THE PROBLEM
Below are the records; give again exactly the line with "21, row 53.", the line with "Query: yellow building", and each line that lies between them, and nothing besides.

RECORDED INFORMATION
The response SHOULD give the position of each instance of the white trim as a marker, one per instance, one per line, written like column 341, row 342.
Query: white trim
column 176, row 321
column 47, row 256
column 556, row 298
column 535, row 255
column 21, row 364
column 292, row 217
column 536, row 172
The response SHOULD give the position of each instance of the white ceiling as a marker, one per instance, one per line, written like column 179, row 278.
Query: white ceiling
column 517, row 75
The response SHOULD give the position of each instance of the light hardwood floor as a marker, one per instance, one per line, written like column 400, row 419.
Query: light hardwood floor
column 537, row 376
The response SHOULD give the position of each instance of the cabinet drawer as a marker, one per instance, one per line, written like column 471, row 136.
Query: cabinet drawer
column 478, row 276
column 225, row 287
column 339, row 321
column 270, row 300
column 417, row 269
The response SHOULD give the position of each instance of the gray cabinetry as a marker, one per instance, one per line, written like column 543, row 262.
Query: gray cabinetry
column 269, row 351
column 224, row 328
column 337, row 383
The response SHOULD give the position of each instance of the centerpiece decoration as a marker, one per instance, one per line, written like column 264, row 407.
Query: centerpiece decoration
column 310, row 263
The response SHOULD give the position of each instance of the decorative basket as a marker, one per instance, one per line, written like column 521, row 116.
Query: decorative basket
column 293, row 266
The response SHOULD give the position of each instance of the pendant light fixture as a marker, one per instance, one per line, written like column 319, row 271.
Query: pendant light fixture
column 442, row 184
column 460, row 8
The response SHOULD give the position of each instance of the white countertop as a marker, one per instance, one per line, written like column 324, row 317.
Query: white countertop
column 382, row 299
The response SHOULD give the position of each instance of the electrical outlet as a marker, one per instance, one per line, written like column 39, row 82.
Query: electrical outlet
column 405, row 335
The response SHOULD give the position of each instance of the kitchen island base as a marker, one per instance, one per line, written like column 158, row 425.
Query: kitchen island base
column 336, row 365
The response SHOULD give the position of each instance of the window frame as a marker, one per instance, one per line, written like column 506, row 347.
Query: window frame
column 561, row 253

--

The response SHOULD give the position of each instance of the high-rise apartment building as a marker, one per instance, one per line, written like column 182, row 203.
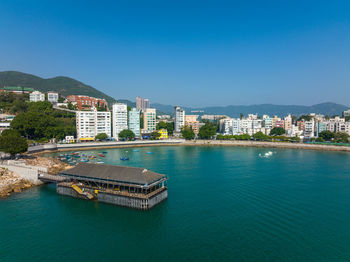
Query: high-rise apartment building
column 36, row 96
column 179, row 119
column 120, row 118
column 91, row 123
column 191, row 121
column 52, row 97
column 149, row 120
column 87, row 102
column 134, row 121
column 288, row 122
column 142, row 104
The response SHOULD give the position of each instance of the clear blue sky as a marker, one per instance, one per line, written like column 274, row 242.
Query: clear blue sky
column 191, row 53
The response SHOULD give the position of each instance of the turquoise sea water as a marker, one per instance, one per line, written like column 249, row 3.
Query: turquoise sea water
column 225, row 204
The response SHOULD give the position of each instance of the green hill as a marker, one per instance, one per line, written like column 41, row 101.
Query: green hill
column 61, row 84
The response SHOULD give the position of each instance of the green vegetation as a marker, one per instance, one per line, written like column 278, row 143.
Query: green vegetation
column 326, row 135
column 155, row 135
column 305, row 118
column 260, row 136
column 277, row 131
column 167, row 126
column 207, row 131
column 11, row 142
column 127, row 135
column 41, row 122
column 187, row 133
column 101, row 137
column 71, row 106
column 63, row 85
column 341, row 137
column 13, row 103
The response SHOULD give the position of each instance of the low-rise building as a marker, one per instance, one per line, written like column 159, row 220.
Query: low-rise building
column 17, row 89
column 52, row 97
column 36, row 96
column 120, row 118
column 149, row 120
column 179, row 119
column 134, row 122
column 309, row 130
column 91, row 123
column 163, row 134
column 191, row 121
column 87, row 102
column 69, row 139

---

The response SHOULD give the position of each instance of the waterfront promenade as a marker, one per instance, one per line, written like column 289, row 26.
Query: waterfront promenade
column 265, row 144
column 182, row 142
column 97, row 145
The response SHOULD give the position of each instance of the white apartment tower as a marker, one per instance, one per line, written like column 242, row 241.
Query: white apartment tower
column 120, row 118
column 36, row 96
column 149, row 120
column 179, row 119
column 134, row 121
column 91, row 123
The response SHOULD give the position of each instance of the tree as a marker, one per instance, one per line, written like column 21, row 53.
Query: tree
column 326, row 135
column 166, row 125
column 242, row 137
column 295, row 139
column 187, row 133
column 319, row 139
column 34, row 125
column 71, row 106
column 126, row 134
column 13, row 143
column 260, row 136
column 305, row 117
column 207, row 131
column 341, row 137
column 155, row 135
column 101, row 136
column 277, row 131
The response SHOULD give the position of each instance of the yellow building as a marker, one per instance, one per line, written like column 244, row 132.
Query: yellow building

ANSWER TO THIS EXERCISE
The response SHOULD give the position of each instance of the tree as a marker, one per instance, one per line, written like column 21, row 53.
Query: tree
column 326, row 135
column 166, row 125
column 242, row 137
column 295, row 139
column 187, row 133
column 319, row 139
column 34, row 125
column 71, row 106
column 126, row 134
column 13, row 143
column 260, row 136
column 305, row 117
column 207, row 131
column 341, row 137
column 155, row 135
column 101, row 136
column 277, row 131
The response SHOULD give the position of each instance of the yellow building as a marker, one per instance, one per line, written like column 244, row 132.
Query: yellow building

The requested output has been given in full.